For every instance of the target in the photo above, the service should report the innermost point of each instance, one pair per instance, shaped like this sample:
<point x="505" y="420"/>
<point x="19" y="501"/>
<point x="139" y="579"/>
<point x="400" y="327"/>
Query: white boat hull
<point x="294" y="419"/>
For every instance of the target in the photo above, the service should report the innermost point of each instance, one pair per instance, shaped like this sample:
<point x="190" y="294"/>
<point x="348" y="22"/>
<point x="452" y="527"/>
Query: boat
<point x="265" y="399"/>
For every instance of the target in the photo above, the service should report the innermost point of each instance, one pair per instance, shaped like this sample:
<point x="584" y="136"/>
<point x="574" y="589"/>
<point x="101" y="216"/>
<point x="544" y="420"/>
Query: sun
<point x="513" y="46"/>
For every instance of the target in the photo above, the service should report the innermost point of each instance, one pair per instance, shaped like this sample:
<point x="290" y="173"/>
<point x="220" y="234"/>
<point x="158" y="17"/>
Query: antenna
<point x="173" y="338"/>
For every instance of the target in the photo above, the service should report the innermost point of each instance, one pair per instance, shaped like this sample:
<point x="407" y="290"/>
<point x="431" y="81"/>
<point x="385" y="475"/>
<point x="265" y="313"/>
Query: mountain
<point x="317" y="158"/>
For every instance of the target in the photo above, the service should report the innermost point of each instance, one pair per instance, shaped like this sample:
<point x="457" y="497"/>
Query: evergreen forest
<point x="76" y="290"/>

....

* [Aim of the exercise] Print out the entire listing. Keep every line exact.

* [Answer to the problem]
For every instance of the target in the photo above, the service should report the innermost point of each instance, one pair per instance, shaped like this sample:
<point x="505" y="420"/>
<point x="19" y="501"/>
<point x="139" y="579"/>
<point x="400" y="327"/>
Query: white boat hull
<point x="294" y="419"/>
For every instance of the target in the photo above, the service should report the innermost point of each instance, one pair per instance, shaped like this sample:
<point x="190" y="294"/>
<point x="348" y="22"/>
<point x="452" y="527"/>
Query: boat
<point x="265" y="399"/>
For every instance of the target in the photo above, the service should report the innermost point of each instance, one pair per instance, shaped like this sample:
<point x="584" y="136"/>
<point x="574" y="589"/>
<point x="101" y="216"/>
<point x="544" y="420"/>
Query: sun
<point x="513" y="46"/>
For every instance of the target in the photo above, the service should report the innermost point of each instance, one pair per instance, shaped like this sample:
<point x="290" y="173"/>
<point x="220" y="234"/>
<point x="158" y="17"/>
Query: antenna
<point x="173" y="338"/>
For every instance of the target in the photo above, the service should report the innermost point of each instance, one pair per instance, shaped like this sample:
<point x="407" y="290"/>
<point x="431" y="81"/>
<point x="385" y="475"/>
<point x="265" y="313"/>
Query: mountain
<point x="317" y="158"/>
For every instance of the target in the photo above, the service should report the innermost point of each instance, one pair per instance, shaped like this sample:
<point x="457" y="497"/>
Query: evergreen forest
<point x="76" y="290"/>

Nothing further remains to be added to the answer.